AIM OF THE EXERCISE: Match the string "riot" against each line below, and copy every line that matches.

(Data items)
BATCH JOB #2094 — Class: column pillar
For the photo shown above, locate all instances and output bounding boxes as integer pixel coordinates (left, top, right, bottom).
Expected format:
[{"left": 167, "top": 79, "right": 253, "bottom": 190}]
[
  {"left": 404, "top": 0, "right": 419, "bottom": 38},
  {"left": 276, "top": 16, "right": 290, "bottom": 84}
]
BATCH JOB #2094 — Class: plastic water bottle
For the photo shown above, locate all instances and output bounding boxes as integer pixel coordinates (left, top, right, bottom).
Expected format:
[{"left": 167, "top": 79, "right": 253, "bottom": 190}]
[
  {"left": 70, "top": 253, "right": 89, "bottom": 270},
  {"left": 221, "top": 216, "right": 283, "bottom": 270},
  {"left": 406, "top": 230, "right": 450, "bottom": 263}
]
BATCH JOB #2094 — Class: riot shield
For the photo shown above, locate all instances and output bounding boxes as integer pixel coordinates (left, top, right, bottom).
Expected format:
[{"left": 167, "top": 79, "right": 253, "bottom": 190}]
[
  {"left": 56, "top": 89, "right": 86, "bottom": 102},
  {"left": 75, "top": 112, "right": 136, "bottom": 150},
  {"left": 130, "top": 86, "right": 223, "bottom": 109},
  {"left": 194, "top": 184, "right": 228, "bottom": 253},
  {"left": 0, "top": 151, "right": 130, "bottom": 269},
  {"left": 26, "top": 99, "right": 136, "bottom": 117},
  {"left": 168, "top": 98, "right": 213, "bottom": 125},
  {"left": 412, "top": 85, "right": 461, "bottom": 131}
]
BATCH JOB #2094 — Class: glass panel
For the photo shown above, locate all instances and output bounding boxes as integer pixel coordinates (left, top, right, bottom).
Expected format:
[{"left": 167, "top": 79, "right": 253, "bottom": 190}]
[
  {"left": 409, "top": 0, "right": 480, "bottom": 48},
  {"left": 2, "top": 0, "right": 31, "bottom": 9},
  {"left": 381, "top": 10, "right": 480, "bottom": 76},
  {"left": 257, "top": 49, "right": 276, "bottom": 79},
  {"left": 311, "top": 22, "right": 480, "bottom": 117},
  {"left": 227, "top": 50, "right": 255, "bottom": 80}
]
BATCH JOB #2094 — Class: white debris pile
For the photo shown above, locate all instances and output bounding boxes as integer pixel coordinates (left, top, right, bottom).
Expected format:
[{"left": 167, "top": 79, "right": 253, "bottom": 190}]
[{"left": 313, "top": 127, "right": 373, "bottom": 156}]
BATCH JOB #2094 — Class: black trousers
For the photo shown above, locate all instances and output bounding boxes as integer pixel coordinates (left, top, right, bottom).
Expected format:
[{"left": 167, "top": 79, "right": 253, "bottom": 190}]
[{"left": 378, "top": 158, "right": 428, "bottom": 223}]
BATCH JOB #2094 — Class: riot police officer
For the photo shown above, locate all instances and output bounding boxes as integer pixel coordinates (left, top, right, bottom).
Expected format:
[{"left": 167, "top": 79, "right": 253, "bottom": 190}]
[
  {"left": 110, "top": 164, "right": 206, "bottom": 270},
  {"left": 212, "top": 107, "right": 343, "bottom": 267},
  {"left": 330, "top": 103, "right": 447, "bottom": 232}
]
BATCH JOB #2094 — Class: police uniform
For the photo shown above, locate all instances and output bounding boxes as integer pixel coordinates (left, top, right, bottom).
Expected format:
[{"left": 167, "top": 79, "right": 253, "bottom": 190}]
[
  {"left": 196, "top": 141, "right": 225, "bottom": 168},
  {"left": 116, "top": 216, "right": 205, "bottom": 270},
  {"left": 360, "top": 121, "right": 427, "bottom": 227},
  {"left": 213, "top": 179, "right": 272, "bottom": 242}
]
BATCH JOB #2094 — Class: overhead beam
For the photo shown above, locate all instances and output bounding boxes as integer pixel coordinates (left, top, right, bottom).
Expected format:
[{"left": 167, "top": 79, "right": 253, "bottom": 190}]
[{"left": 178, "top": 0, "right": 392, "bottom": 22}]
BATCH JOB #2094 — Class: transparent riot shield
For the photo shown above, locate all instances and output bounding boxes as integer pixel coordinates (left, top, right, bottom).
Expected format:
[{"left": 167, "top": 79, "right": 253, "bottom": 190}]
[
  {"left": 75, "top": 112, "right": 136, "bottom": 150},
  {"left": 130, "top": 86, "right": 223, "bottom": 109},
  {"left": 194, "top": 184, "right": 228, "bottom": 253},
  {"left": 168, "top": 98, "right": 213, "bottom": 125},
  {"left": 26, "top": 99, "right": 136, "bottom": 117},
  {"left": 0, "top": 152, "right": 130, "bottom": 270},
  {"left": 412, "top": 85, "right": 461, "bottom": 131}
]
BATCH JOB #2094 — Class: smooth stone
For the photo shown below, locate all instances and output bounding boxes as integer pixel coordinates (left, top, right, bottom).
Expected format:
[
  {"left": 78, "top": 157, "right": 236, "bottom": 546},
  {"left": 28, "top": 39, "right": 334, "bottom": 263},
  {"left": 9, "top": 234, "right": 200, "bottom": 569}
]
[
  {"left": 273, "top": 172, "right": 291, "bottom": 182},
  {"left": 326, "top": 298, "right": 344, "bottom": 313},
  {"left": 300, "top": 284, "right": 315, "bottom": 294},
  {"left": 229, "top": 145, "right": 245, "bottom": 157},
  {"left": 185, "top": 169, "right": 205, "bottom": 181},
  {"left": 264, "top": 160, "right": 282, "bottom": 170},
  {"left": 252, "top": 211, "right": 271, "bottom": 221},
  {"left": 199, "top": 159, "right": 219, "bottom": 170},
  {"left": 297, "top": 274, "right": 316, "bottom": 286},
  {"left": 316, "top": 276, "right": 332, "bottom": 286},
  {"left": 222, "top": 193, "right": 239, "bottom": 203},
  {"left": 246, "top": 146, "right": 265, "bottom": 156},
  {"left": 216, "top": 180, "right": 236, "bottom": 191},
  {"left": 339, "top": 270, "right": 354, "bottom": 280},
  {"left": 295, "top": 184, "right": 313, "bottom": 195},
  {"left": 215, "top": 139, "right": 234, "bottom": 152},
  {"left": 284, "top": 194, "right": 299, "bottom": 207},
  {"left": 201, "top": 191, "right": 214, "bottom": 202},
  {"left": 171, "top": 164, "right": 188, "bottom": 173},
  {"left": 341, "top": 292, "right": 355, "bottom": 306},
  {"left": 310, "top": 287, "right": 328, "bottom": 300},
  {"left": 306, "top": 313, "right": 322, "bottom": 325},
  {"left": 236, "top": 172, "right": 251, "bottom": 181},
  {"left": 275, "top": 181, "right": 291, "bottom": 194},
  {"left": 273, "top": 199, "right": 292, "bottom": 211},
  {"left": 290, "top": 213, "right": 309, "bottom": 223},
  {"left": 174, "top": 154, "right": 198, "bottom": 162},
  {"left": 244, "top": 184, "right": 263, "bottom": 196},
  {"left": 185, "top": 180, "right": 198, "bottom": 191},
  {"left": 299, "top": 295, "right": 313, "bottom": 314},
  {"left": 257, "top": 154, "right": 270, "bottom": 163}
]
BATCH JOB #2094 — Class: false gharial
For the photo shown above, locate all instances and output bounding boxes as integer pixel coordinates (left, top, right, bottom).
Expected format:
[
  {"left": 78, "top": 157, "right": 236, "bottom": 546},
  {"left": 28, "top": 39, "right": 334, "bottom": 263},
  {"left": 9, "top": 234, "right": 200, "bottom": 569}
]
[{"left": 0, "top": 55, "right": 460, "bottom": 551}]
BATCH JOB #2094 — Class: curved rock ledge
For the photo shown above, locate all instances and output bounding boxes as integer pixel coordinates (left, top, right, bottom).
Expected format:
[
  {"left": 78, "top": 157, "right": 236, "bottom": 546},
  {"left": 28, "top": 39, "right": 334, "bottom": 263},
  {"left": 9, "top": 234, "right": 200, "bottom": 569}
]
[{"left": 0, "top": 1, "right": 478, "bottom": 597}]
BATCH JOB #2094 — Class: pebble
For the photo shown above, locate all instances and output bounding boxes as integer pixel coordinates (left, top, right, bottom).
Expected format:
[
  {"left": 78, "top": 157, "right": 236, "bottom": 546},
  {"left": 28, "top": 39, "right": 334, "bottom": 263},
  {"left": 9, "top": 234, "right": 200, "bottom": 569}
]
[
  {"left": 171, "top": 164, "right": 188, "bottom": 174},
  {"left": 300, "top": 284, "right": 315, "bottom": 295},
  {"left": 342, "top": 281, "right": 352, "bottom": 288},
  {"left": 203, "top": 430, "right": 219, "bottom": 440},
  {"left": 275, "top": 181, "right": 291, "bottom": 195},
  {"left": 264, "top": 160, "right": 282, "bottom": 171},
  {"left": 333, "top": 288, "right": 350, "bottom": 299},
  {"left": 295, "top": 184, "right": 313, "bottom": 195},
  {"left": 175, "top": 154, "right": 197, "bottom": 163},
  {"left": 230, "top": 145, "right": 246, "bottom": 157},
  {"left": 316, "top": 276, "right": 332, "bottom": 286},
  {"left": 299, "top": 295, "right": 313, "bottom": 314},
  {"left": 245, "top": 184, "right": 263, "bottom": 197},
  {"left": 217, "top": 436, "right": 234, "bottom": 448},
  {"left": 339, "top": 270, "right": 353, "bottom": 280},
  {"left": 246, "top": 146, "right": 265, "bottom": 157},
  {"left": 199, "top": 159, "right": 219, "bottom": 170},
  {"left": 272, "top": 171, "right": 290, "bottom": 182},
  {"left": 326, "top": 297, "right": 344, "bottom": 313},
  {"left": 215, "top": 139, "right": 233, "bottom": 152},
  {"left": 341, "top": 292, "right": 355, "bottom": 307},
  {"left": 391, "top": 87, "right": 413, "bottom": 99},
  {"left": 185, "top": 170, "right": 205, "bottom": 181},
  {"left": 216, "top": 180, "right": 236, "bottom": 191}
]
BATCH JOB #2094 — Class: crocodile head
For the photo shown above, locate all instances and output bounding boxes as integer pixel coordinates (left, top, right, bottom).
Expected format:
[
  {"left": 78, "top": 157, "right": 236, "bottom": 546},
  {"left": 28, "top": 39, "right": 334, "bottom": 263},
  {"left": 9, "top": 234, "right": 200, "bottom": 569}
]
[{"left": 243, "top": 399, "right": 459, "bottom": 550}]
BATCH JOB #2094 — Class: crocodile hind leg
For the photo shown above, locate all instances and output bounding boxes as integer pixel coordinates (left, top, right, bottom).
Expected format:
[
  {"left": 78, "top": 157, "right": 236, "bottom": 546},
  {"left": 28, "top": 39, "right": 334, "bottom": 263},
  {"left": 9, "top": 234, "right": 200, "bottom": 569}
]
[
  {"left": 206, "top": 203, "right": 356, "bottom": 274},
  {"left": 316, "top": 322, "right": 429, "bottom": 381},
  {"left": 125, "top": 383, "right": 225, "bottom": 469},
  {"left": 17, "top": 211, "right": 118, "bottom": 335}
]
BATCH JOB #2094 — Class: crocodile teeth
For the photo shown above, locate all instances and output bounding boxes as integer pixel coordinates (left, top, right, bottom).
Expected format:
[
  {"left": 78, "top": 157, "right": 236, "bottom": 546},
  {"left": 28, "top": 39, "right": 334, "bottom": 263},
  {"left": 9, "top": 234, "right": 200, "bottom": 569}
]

WRITTEN REPLY:
BATCH JOB #2094 — Class: riot shield
BATCH JOB #2094 — Class: riot police officer
BATCH JOB #2094 — Class: transparent riot shield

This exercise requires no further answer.